Mr. Bush goes to Washington: a presidential track record
Despite losing the popular vote and gaining the White House only after the intervention of a 5-4 Supreme Court decision, President George W. Bush has aggressively pursued generally conservative positions he staked out during his campaign and has not shied away from controversial decisions during his first months in office. Much of the legislation signed or endorsed and executive orders issued during the infancy of this new presidency has not exactly endeared Bush to America's labor and environmental community, nor to budget hawks of any political persuasion.
Below is a brief rundown of some of the president's major positions and actions so far:
Bush becomes labor's pain?
In his first few months in office, Bush signed legislation to repeal union- backed workplace safety rules, intervened to stop a mechanics' strike at Northwest Airlines, issued an executive order ending a preference for unionized companies in many federally financed building projects, and issued another order intended to make it harder for unions to use their members' dues for political activities. Some AFL-CIO leaders view these decisions as payback for big labor's support of Al Gore.

• Record list
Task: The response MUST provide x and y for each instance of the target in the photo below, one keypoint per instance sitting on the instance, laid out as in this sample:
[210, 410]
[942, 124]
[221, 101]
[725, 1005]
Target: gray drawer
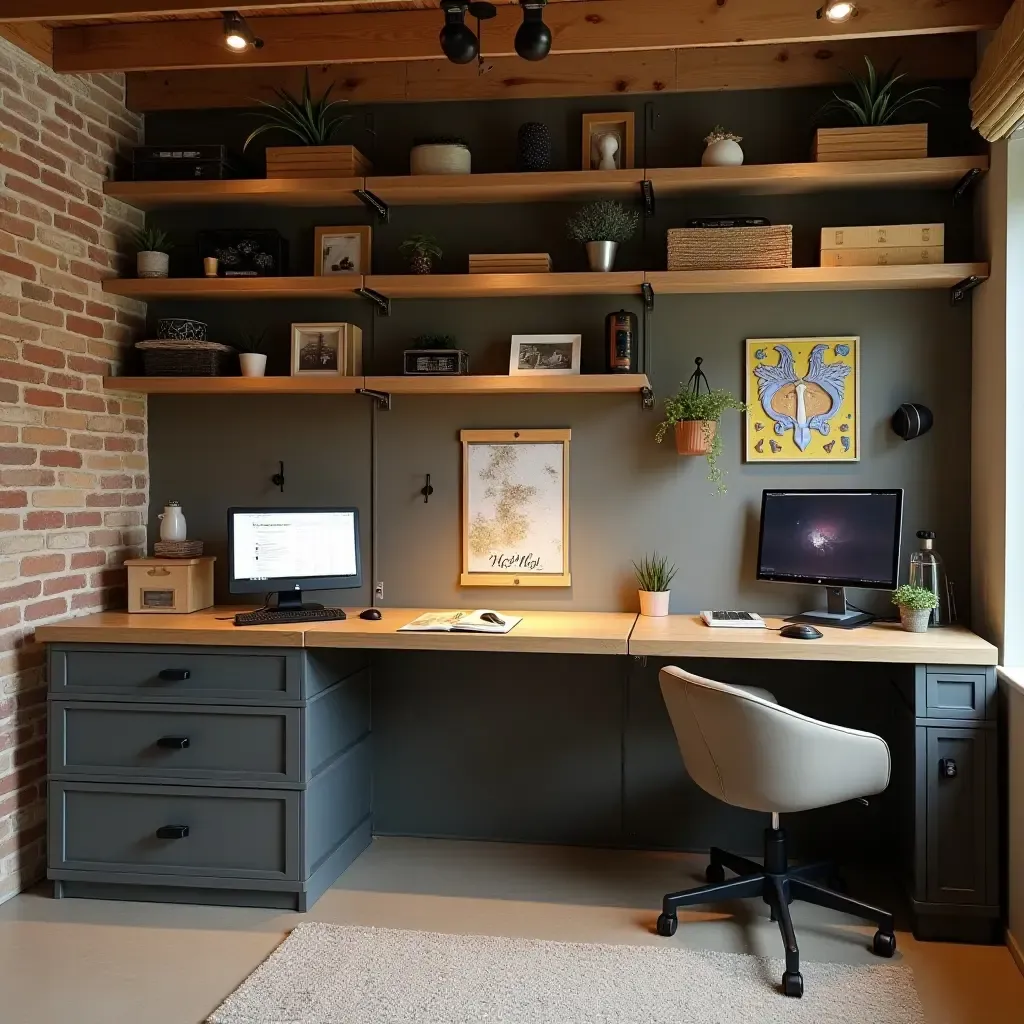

...

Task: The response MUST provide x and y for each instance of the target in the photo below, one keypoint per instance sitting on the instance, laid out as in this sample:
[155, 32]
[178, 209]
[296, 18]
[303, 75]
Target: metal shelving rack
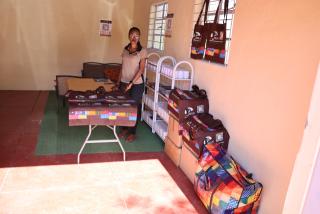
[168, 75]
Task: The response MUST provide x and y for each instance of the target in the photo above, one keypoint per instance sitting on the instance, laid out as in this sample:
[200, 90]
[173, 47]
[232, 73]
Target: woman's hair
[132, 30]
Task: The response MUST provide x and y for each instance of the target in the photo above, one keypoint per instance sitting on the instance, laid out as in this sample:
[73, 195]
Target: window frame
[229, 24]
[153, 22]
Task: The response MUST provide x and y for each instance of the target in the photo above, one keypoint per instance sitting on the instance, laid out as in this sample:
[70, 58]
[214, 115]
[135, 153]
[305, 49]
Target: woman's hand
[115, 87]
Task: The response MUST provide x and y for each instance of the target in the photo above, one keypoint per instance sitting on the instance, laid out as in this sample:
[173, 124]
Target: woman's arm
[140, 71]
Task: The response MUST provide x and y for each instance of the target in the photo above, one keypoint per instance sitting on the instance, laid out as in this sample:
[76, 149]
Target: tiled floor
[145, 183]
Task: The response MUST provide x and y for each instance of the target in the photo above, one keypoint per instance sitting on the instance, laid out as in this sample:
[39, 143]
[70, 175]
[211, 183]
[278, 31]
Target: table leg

• Exercise 1
According to the article on George W. Bush's early presidency, what was the vote split in the Supreme Court decision that preceded his gaining the White House?
• Exercise 2
List every action the article on George W. Bush's early presidency says he took affecting labor unions during his first few months in office.
• Exercise 3
Write the next paragraph of the article on George W. Bush's early presidency, picking up after its final sentence.

• Exercise answer 1
5-4

• Exercise answer 2
- Signed legislation to repeal union-backed workplace safety rules
- Intervened to stop a mechanics' strike at Northwest Airlines
- Issued an executive order ending a preference for unionized companies in many federally financed building projects
- Issued an order intended to make it harder for unions to use their members' dues for political activities

• Exercise answer 3
The repeal of the "ergonomics" rules had been at the top of the agenda for many Washington business lobbies. The rules, ten years in the making, were created during the Clinton administration and were aimed at eliminating injury from repetitive motion stress. Business leaders suggested the new regulations would have cost as much as $4.5 billion to implement. The Occupational Safety and Health Administration estimated that the new ergonomic standards would have prevented 460,000 injuries annually and saved businesses as much as $9.1 billion a year in worker compensation costs.
After signing the bill repealing the ergonomic standards, Bush issued a statement: "The safety and health of our nation's workforce is a priority for my administration . . . Together, we will pursue a comprehensive approach to ergonomics that addresses the concerns surrounding the ergonomics rule repealed today." Those more business-friendly, perhaps voluntary ergonomic standards are likely to take months, even years, to establish.
The president has said he supports an increase in the minimum wage but has not indicated how large an increase he supports. More troubling to labor leaders, however, is his call for states to have the authority to establish different "minimum" wages in order to attract business and jobs. They fear a race to the bottom of the wage scale within the U.S. similar to the ongoing globalization-driven depression of wages.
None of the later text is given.